--- SUPPLIED TEXT ---

Shell Script Fundamentals

Script Interpreter

The interpreter declaration must appear on the first line, starting with a shebang (#!):

#!/bin/bash

Different languages require different interpreters. The shebang tells the system which program to use for executing the script.

Comments

Comment lines use the hash symbol (#) anywhere except the first line. Comments can occupy full lines or appear after commands:

# This is a full-line comment
echo "Hello"  # Inline comment

Avoid using non-ASCII characters in comments for portability.

Script Execution Methods

bash script.sh       # Executes without requiring execute permissions
./script.sh          # Requires execute permission on the file
source script.sh     # Runs in current shell without spawning a subprocess

The first two methods spawn a child process—variables defined in child processes do not propagate to the parent shell. The source command executes the script within the current shell environment.

Shell Script Coding Standards

  • Declare the interpreter on the first line
  • Include version and copyright information at the top
  • Avoid non-ASCII characters in scripts
  • Use the .sh extension for script files
  • Store scripts in designated dircetories
  • Write paired symbols (quotes, brackets) completely before filling content
  • Ensure spaces around brackets: [ condition ]
  • Complete control structure syntax before adding logic
  • Use indentation consistently for readability

Quotation Usage

Quote Type Purpose
Double quotes Standard string definitions with variable interpolation
Single quotes Literal interpretation—content displays exactly as written
Backticks Command substitution (legacy syntax)

Alternative for command substitution:

$(command)  # Preferred over backticks

All quotation marks must be ASCII characters. Avoid spaces around the assignment operator (=).

Environment Variables

Environment variables are system-wide variables exported via the export builtin. They persist in /etc/profile, /etc/bashrc, and user-specific files like ~/.bash_profile and ~/.bashrc. Custom environment variables follow the convention of uppercase naming.

Viewing Variables

Command Description
set Displays all variables (global and local)

--- PROVIDED DATA ---

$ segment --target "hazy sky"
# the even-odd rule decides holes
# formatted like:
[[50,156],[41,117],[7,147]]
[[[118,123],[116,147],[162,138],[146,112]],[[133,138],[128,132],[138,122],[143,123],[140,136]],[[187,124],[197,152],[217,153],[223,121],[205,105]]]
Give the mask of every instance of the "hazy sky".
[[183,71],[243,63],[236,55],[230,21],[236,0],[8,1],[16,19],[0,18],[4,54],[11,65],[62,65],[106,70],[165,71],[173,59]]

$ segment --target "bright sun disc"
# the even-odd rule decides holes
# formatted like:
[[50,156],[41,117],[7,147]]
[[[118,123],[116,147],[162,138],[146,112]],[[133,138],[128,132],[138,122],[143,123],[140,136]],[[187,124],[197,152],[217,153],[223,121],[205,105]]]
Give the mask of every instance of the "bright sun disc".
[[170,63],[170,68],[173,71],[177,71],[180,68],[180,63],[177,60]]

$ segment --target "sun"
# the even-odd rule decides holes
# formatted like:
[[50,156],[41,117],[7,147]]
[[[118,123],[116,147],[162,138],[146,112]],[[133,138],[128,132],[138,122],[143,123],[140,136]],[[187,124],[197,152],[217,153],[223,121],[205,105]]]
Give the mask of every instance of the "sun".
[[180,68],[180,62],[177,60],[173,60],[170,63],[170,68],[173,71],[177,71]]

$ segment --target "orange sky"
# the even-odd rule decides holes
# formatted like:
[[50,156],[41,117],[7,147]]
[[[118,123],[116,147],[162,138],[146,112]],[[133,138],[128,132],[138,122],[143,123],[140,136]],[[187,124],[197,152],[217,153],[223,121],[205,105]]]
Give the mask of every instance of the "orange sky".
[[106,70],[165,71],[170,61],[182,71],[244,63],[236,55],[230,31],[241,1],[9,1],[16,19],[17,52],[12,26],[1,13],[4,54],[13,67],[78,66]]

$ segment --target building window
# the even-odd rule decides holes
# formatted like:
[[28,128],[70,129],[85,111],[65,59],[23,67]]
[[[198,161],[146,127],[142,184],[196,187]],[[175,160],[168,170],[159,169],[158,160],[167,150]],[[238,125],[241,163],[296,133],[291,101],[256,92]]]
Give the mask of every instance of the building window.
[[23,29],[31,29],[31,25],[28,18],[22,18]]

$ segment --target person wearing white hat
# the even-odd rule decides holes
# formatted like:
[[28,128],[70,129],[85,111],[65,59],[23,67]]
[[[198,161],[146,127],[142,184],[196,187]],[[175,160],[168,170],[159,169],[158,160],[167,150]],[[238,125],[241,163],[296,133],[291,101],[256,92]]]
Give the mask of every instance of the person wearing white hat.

---

- **TASKS TO COMPLETE**:
• a. Render the rows from the line containing "--target building window" through the end of the rows as a JSON list of strings, one string per line, with blank lines left out.
• b. Continue the shell script notes from the point where they stop.

- **SOLVED TASKS**:
• a.
[
  "$ segment --target building window",
  "# the even-odd rule decides holes",
  "# formatted like:",
  "[[28,128],[70,129],[85,111],[65,59],[23,67]]",
  "[[[198,161],[146,127],[142,184],[196,187]],[[175,160],[168,170],[159,169],[158,160],[167,150]],[[238,125],[241,163],[296,133],[291,101],[256,92]]]",
  "Give the mask of every instance of the building window.",
  "[[23,29],[31,29],[31,25],[28,18],[22,18]]",
  "$ segment --target person wearing white hat",
  "# the even-odd rule decides holes",
  "# formatted like:",
  "[[28,128],[70,129],[85,111],[65,59],[23,67]]",
  "[[[198,161],[146,127],[142,184],[196,187]],[[175,160],[168,170],[159,169],[158,160],[167,150]],[[238,125],[241,163],[296,133],[291,101],[256,92]]]",
  "Give the mask of every instance of the person wearing white hat."
]

• b.
env Shows only global environment variables
declare Lists variables, functions, integers, and exported items
set -o Displays bash configuration options

Querying specific variables:

echo $PWD
# Output: /home/user

printf "%s\n" $PWD
# Output: /home/user

Removing Variables

unset VARIABLE_NAME

Defining Environment Variables

Three equivalent approaches:

export USERNAME="devuser"
declare -x USERNAME="devuser"
USERNAME="devuser"; export USERNAME

Persistence Configuration

User-level configuration (recommended):

~/.bashrc
~/.bash_profile

System-level configuration:

/etc/profile
/etc/bashrc           # Recommended for system-wide settings
/etc/profile.d/

Place scripts in /etc/profile.d/ to execute automatically during login initialization.

Variable Resolution Order

Login shells:

/etc/profile → /etc/profile.d/ → ~/.bash_profile → ~/.bashrc → /etc/bashrc

Non-login shells:

~/.bashrc → /etc/bashrc

To ensure variables are available in non-login shells, write them to the later files in this sequence.

Login Shell Customization

/etc/motd                    # Static greeting message
/etc/profile.d/welcome.sh     # Executable script with dynamic content

Java Environment Configuration

export JAVA_HOME=/opt/jdk-11
export CLASSPATH=$CLASSPATH:$JAVA_HOME/lib:$JAVA_HOME/jre/lib
export PATH=$JAVA_HOME/bin:$JAVA_HOME/jre/bin:$PATH:$HOME/bin
export RESIN_HOME=/opt/resin

Typically placed in /etc/profile. Scripts requiring Java should redefine these variables to ensure availability in child processes.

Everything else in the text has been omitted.